What this task involves: Below are the records. Restate word for word every line from the one that contains "Please segment the marmot with" through the final line, both included.

Input material:

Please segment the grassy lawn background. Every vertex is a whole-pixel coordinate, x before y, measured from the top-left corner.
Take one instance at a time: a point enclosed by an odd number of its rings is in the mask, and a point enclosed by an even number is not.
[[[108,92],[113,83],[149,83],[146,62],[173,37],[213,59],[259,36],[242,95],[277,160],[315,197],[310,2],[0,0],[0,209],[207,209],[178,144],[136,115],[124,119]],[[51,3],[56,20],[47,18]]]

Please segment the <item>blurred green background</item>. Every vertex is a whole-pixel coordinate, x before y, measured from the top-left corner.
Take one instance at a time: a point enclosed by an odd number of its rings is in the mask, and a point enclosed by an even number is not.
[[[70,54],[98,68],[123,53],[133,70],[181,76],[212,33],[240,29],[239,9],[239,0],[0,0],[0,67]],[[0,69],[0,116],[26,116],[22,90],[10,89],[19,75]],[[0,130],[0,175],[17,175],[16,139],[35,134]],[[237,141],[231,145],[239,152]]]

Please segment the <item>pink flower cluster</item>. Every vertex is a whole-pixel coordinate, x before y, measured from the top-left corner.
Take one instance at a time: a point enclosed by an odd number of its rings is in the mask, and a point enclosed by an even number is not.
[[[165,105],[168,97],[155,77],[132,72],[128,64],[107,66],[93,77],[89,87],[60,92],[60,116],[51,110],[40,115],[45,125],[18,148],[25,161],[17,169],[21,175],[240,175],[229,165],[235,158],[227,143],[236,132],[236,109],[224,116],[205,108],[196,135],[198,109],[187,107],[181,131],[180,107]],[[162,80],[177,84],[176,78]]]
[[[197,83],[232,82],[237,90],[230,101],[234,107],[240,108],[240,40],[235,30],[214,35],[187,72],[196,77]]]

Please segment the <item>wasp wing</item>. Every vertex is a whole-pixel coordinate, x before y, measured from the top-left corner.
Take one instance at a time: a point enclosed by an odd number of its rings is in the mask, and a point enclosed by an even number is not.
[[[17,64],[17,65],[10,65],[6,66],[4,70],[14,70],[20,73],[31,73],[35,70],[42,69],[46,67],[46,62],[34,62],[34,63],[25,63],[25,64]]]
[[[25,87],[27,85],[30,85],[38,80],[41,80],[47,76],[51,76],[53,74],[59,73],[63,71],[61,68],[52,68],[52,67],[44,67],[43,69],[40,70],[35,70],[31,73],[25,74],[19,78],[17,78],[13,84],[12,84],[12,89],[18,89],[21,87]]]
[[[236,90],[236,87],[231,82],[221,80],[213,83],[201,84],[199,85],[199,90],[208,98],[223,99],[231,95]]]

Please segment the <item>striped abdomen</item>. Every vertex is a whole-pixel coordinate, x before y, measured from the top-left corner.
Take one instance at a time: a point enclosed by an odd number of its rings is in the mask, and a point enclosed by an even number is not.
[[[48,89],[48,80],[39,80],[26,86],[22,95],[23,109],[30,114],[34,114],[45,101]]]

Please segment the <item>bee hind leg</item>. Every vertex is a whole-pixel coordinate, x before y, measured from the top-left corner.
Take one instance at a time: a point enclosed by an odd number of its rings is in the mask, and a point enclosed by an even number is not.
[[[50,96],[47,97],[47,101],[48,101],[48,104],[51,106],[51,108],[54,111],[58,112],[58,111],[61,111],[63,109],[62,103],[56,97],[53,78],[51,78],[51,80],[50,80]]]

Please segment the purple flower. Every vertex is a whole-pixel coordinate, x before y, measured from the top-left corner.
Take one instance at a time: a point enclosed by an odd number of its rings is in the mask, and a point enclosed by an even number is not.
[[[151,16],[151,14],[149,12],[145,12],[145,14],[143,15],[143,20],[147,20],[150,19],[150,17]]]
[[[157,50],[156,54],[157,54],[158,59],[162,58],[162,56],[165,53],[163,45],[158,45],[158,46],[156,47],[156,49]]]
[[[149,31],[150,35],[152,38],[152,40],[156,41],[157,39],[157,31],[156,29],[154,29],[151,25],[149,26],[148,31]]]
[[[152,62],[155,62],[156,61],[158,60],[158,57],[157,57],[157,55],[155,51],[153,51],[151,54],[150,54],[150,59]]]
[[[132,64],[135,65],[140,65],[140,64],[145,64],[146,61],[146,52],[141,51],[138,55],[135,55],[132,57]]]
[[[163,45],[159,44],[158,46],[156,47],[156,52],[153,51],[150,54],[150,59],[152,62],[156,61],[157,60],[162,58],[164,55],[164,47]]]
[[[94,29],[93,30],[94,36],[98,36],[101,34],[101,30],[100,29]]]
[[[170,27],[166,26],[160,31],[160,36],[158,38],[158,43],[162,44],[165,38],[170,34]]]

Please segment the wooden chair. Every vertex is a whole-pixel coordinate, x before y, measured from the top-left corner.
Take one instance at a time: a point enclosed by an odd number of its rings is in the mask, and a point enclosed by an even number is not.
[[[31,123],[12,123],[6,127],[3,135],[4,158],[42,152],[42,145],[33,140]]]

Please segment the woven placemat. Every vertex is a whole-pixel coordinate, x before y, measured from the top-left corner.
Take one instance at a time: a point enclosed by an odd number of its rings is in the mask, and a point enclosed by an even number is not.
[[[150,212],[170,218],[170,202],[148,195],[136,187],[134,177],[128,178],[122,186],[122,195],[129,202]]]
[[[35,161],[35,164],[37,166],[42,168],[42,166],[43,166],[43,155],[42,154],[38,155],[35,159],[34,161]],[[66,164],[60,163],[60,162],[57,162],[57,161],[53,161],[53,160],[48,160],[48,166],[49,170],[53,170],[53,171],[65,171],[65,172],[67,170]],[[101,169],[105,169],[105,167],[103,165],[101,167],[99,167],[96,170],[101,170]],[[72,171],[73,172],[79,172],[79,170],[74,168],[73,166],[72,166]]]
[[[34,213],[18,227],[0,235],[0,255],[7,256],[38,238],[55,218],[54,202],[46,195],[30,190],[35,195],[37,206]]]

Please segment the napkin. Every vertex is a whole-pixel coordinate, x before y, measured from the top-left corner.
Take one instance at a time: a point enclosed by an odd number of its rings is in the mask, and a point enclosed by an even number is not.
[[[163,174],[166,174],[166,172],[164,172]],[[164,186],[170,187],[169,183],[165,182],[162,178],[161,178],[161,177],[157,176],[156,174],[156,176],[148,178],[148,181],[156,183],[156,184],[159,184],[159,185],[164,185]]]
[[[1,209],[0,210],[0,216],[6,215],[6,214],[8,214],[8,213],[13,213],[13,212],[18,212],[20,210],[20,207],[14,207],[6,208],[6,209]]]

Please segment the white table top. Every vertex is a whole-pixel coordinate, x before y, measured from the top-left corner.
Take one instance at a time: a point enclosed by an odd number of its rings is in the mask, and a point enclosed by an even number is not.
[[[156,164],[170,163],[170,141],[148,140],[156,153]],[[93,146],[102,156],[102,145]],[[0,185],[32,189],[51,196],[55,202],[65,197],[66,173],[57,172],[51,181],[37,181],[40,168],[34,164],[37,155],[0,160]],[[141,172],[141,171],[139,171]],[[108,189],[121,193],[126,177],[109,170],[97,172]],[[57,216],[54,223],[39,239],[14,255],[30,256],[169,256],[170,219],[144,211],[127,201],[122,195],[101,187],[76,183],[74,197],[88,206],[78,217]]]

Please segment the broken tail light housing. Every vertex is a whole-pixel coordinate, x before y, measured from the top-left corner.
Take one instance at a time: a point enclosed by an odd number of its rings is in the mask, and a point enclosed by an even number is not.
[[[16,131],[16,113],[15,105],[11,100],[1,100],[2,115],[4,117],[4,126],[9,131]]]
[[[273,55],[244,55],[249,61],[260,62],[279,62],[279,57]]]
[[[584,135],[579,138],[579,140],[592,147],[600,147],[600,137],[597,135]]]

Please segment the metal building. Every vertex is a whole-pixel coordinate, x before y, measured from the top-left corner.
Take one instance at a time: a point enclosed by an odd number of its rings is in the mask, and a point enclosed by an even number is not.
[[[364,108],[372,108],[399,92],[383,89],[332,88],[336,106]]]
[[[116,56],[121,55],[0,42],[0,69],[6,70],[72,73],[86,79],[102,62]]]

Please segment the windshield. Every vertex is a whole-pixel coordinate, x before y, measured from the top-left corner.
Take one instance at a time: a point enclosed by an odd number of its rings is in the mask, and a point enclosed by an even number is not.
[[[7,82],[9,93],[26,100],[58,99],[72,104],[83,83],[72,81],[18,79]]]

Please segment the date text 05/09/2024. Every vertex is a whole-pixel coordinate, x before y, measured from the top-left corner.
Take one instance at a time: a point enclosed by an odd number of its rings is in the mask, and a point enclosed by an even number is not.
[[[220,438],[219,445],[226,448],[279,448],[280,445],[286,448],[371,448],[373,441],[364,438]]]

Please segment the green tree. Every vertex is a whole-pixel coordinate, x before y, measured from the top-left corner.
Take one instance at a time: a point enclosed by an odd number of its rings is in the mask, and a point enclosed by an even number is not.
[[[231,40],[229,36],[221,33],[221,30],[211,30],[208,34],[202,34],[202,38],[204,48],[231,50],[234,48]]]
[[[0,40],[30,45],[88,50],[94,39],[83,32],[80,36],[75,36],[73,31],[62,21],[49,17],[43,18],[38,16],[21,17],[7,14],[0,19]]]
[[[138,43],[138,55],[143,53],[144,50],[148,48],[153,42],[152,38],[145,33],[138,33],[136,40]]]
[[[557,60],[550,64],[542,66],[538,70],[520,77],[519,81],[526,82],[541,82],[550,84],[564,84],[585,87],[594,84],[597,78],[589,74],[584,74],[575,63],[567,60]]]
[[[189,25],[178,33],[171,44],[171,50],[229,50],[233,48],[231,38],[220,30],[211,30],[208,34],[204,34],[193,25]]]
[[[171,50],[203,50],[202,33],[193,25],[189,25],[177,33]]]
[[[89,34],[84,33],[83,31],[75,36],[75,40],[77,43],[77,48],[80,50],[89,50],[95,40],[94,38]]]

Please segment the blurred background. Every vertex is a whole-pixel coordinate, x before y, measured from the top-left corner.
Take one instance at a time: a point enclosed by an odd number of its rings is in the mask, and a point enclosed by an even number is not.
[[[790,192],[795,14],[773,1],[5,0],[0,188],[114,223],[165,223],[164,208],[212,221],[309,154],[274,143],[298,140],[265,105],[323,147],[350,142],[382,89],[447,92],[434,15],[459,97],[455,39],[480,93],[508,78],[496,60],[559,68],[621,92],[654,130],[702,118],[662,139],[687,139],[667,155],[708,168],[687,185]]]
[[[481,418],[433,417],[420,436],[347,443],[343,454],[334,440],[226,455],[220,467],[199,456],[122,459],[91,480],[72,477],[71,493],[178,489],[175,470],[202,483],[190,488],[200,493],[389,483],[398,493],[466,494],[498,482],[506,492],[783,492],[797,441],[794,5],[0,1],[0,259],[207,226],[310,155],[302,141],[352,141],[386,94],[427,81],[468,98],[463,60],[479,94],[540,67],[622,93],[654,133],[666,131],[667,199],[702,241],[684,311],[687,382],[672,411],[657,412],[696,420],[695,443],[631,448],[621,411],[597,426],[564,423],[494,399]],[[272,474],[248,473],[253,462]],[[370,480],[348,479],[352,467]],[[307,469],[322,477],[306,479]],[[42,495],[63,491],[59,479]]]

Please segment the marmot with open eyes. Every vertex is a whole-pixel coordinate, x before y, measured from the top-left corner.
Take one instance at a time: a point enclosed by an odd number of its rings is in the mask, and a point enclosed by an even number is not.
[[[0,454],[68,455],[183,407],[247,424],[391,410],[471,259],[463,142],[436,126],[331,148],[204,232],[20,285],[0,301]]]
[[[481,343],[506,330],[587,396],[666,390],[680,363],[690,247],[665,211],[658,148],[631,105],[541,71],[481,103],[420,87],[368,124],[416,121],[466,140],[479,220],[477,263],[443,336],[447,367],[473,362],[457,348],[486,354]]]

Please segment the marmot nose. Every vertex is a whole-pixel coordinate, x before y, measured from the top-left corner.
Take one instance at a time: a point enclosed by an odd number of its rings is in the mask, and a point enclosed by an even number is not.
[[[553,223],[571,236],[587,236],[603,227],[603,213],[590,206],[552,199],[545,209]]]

Complete output:
Please segment the marmot with open eyes. Every vertex is a whole-pixel coordinate, x before y, measured from the top-left corner.
Take one instance at a time: a point enclosed by an odd number of its rings is in the mask, and a point enclosed by an even number is not.
[[[0,454],[68,455],[183,407],[247,424],[391,410],[471,259],[463,142],[436,126],[331,148],[204,232],[20,285],[0,301]]]
[[[481,343],[506,330],[587,396],[666,390],[680,363],[690,247],[665,211],[658,148],[631,105],[541,71],[481,103],[420,87],[368,124],[416,121],[466,140],[479,220],[477,263],[443,336],[447,367],[473,362],[457,348],[486,354]]]

Please segment the marmot nose. Every vertex is a whole-pixel coordinate, x before y, measured from the top-left corner.
Take one instance at a time: a point enclosed by an odd number of its rings is in the mask, and a point enclosed by an even number is not.
[[[553,223],[571,236],[587,236],[603,227],[603,213],[590,206],[552,199],[545,209]]]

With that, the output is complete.